The Charter Oak was an unusually large white oak tree growing on Wyllys Hyll in Hartford, Connecticut in the United States, from around the 12th or 13th century until it fell during a storm in 1856. According to tradition, Connecticut's Royal Charter of 1662 was hidden within the hollow of the tree to thwart its confiscation by the English governor-general. The oak became a symbol of American independence and is commemorated on the Connecticut State Quarter. In 1935, for Connecticut's tercentennial, it was also depicted on both a commemorative half dollar and a postage stamp.

Early history

Dutch explorer Adrian Block described a tree at the future site of Hartford in his log in 1614 which is understood to be this one. In the 1630s, a delegation of local Native Americans is said to have approached Samuel Wyllys, the early settler who owned and cleared much of the land around it, encouraging its preservation and describing it as planted ceremonially, for the sake of peace, when their tribe first settled in the area.

Incident
The name "Charter Oak" stems from the local legend in which a cavity within the tree was used in late 1687 as a hiding place for the Charter of 1662.

This much regarding the charter is history:
King Charles II granted the Connecticut Colony an unusual degree of autonomy in 1662.
His successor James II consolidated several colonies into the Dominion of New England in 1686, in part to take firmer control of them.
He appointed Sir Edmund Andros as governor-general over it, who stated that his appointment had invalidated the charters of the various constituent colonies. He went to each colony to collect their charters, presumably seeing symbolic value in physically reclaiming the documents.
Andros arrived in Hartford late in October 1687, where his mission was at least as unwelcome as it had been in the other colonies.

———

* SET TASK 1 *
According to the Charter Oak text, why did the Native American delegation urge Samuel Wyllys to preserve the tree?
* SET TASK 2 *
Name each person the Charter Oak text identifies by name.

* EXCERPTED RECORDS *
———

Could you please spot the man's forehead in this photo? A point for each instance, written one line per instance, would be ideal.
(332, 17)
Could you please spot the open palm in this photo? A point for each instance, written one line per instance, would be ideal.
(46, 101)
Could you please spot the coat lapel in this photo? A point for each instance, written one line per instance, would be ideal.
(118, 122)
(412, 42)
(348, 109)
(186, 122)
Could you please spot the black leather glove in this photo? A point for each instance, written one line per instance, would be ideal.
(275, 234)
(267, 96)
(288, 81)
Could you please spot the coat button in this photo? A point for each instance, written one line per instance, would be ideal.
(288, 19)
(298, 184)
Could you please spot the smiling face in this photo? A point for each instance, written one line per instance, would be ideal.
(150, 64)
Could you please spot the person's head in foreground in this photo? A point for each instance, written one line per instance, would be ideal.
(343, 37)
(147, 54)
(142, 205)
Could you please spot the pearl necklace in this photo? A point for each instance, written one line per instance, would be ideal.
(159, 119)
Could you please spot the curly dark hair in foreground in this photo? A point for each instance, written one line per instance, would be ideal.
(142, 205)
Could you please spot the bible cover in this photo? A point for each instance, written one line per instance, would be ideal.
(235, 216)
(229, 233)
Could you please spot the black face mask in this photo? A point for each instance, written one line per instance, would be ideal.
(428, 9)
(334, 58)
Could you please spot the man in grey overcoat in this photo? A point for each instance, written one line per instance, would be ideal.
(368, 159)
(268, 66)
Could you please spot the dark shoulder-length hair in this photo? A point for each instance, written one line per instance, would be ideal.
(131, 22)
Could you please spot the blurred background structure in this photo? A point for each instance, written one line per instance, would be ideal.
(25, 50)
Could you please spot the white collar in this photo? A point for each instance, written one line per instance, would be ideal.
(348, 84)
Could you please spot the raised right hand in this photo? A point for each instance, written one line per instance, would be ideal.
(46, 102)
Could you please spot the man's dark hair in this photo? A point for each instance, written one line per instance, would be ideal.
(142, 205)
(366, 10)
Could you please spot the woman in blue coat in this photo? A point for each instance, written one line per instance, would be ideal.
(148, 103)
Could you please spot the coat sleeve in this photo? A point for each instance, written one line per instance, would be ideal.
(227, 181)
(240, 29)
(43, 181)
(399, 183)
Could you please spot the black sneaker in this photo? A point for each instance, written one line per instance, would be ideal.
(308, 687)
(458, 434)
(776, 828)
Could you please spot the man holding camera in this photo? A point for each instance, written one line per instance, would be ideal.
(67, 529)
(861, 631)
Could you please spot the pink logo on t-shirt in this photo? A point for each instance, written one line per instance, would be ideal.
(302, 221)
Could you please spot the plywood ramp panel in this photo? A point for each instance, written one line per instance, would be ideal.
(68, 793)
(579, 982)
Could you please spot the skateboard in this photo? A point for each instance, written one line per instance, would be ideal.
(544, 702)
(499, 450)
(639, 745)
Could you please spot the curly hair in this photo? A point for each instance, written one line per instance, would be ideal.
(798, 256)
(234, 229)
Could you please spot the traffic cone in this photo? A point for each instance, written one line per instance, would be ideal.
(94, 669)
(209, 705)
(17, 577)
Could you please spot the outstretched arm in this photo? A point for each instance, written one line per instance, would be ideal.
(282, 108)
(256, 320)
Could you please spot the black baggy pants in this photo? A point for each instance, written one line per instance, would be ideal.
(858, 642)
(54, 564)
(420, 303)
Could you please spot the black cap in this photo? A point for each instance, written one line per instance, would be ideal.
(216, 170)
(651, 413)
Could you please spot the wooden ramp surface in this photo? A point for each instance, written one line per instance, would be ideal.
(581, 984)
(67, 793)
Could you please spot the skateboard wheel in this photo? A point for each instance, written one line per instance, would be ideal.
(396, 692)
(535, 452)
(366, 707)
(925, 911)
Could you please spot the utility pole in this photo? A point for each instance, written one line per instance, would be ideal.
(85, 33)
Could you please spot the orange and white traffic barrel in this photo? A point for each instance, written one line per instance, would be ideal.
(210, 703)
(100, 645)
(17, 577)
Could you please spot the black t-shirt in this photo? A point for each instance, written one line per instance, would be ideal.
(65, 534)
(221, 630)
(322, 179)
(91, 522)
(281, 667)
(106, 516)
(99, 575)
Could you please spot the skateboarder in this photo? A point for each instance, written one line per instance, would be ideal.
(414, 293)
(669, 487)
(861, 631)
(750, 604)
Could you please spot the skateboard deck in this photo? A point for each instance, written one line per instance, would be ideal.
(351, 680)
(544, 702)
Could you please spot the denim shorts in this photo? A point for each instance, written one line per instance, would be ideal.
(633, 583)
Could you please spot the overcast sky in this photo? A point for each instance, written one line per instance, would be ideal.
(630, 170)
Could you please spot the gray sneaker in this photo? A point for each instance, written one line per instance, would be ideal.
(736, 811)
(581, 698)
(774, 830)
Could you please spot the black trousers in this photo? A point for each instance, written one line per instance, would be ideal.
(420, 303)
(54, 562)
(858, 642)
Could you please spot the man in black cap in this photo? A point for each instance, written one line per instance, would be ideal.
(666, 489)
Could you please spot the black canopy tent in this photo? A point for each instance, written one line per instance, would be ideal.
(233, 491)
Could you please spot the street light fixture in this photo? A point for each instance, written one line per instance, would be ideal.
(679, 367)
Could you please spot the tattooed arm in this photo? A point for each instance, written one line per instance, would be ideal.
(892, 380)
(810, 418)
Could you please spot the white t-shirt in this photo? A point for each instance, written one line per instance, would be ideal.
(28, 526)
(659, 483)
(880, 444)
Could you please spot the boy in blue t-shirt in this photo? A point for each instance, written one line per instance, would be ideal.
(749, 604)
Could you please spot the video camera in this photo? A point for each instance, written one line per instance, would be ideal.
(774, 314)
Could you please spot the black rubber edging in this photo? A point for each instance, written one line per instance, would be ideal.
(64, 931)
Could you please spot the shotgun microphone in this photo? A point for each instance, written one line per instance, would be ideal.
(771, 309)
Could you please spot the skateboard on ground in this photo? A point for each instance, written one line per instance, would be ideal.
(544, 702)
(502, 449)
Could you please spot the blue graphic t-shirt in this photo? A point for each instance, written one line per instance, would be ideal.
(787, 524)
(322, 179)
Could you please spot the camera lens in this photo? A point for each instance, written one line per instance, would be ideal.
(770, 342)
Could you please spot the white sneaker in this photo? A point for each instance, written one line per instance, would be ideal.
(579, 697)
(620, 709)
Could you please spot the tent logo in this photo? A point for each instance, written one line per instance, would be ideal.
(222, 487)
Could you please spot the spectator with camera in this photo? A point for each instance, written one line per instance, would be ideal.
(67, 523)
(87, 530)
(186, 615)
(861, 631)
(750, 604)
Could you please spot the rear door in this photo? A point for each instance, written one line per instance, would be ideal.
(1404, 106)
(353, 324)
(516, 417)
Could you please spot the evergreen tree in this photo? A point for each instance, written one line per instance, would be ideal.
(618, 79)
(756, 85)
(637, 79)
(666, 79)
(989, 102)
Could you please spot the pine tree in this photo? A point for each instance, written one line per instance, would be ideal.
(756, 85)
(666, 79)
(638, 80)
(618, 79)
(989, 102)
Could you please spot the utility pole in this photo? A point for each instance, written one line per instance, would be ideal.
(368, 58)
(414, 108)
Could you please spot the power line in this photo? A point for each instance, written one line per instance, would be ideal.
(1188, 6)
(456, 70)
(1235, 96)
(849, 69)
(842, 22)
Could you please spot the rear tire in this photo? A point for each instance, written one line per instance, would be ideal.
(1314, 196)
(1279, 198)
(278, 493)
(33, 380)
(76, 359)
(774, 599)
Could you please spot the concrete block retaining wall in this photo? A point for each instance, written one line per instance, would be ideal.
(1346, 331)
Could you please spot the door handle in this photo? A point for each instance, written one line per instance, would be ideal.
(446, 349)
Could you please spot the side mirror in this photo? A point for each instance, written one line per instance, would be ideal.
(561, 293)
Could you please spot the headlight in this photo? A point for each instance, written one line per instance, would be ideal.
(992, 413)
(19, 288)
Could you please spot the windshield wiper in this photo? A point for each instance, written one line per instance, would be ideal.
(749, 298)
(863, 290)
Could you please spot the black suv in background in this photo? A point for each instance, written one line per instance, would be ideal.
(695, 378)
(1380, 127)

———

* WRITTEN SOLUTION 1 *
They said the tree had been planted ceremonially, for the sake of peace, when their tribe first settled in the area.

* WRITTEN SOLUTION 2 *
Adrian Block
Samuel Wyllys
King Charles II
James II
Sir Edmund Andros